За «Песочницу» Вальчака взялся Владимир Смирнов, и тут для меня случилось открытие режиссерского имени. В этом тексте смерти как таковой нет, есть «расставанье – маленькая смерть», и это очень серьезное переживание, поскольку оба действующих лица – детсадовского возраста, и некий вынужденный разрыв отношений навсегда (просто потому, что родители одного из детей решили переехать) они переживают впервые в жизни. Конечно, требуется внятное режиссерское решение образов этих не взрослых еще обитателей песочницы. Можно было бы по-богомоловски посадить актеров на сцену, нарядить их в серьезные офисные костюмы – и заставить детские тексты произносить со стандартными взрослыми интонациями. И было бы, наверное, даже не скучно. Но Владимир Смирнов придумал замечательно-театральный трюк, составив каждого персонажа из двух артистов. Получился такой человеческий конструктор, послуживший, как ни странно, физической и психологической пластичности образов. Когда ногами тебе служат твои собственные руки, а руками – руки партнера за твоей спиной, ты, с одной стороны, пропорционально, но при этом очень остроумно, обретаешь рост пятилетнего ребенка, а с другой, становишься практически эквилибристом – можешь легко взобраться на высоченные ворота и повиснуть на них вниз головой. А можешь с разбега взлететь, практически как Бэтмен – любимая игрушка мальчика-героя, и сокрушительно толкнуть ногами соперника Кароля из соседней песочницы.

####################

* **Вопросы**:
1/ Ответьте на вопросы по тексту о «Песочнице»:
(a) Кто взялся за постановку «Песочницы» Вальчака?
(b) Почему героям пьесы приходится расстаться?
(c) Из скольких артистов составлен каждый персонаж в постановке?
2/ Напишите продолжение текста о «Песочнице» Вальчака, начав сразу после его последнего предложения.
Расположенные далее строки являются самостоятельным материалом и с текстом о «Песочнице» не связаны.

* **Доступные данные**:

####################

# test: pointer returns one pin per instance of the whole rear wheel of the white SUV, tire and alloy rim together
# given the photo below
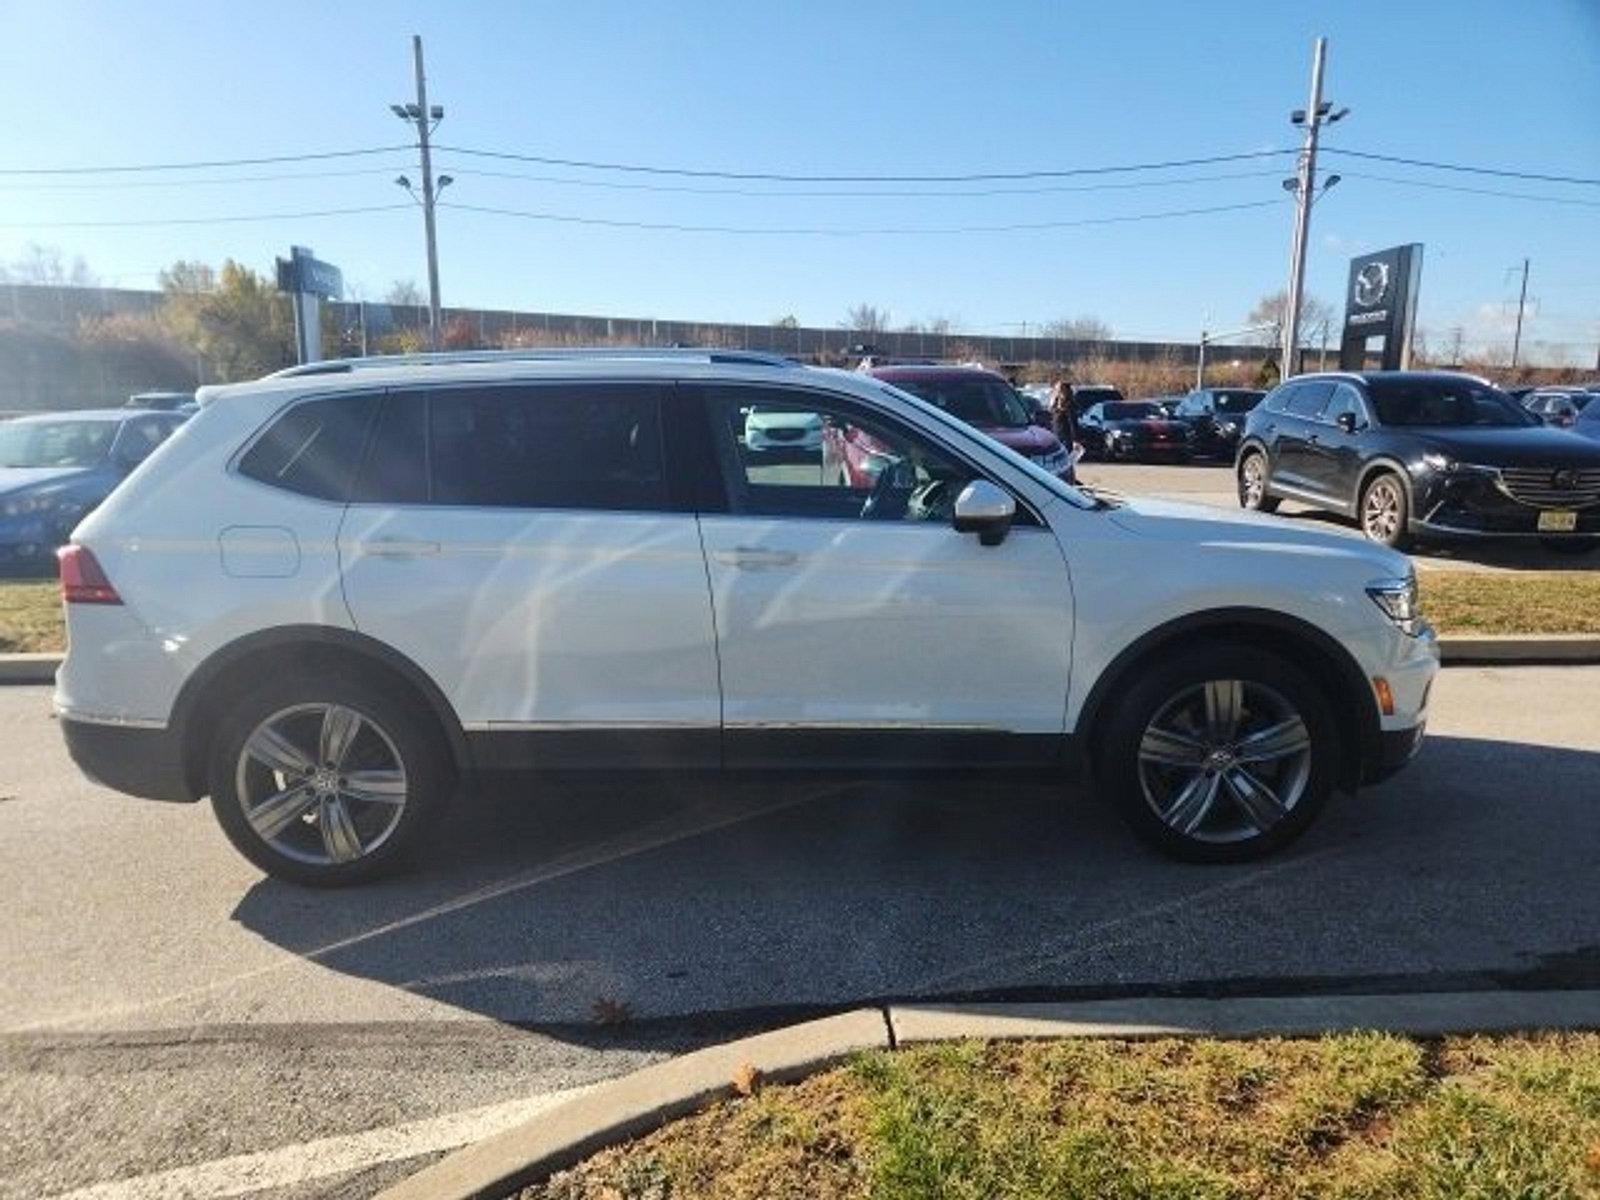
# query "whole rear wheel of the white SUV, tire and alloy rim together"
(327, 780)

####################

* **Результаты упражнения**:
1/
(a) Владимир Смирнов.
(b) Родители одного из детей решили переехать.
(c) Из двух.

2/
Но кроме фокусов, которые, несомненно, воздействуют, в эскизе есть подробно разобранный текст, так что все длинные монологи главного героя – Владислав Пустин (теневой план – Егор Корнеев), которые на две трети представляют собой пересказ марвелловских комиксов о Бэтмене, обретают второй план, абсолютно укладывающийся в учебник по этике и психологии семейной жизни. И ровно оттуда же – из типичных, до боли узнаваемых взрослых отношений полов – взяты точнейшие интонации и мимика героини, которую играет одаренная 13-летняя студийка Ксения Мельгунова (теневой план – Ника Корнеева). Даже Кароль, выведенный из закадрового существования в реальность, сыгран Тимофеем Климовым (теневой план Елизавета Самойленко) ювелирно: аккуратный воспитанный ботаник в круглых очках, несомненно, будет иметь шансы во взрослой жизни у прекрасной дамы, когда главный герой – «режиссер-абьюзер» перегнет все возможные палки. Так или иначе смыслом действия становится раскрытие изобретательных режиссерских метафор самым что ни на есть психологическим ключом: условные «перчаточные куклы» оборачиваются людьми, дети – взрослыми, текст Бэтмена – идеальным средством сублимации мужского самолюбия, а песочница – целым миром. И, как на всех правильных и важных театральных проектах, не заставляют себя ждать смысловые переклички и совпадения. Например, в третьем эскизе, случившемся через три часа после второго, появился и обрел новые смыслы текст: «Знаете, я, если уж честно, себя тоже особо успешным не назову, у него одна книга, а у меня три, ну и что? Толку-то от них. Никто все равно не читает. Возимся в песочнице своей».
Всякий психоаналитик авторитетно расскажет вам про то, что мало кто в современном мире по-настоящему «выходит из детской песочницы», в основном люди сложены из детских комплексов и моделей поведения. По сути, об этом третий эскиз – работа режиссера Веры Поповой по тексту «Свидетельские показания» лауреата «Золотой Маски» драматурга Дмитрия Данилова, которого на сегодняшних российских театральных афишах едва ли не больше, чем Чехова. В его пьесе, недавней, но уже имеющей внушительную историю постановок, самоубийство – исходное обстоятельство. Закадровое. Весь текст – чередующиеся монологи самых разных людей, знавших выбросившегося из окна человека Х: коллег по работе, работодателей, соседей, священника, девушки, etc. Причем, у Данилова свидетели определены только буквами М или Ж. Так что при желании эту пьесу можно вообще поставить с двумя актерами, демонстрирующими чудеса лицедейства. Но Вера Попова избрала сложнейший путь, особенно учитывая дефицит артистов как изначальное условие режиссерской работы.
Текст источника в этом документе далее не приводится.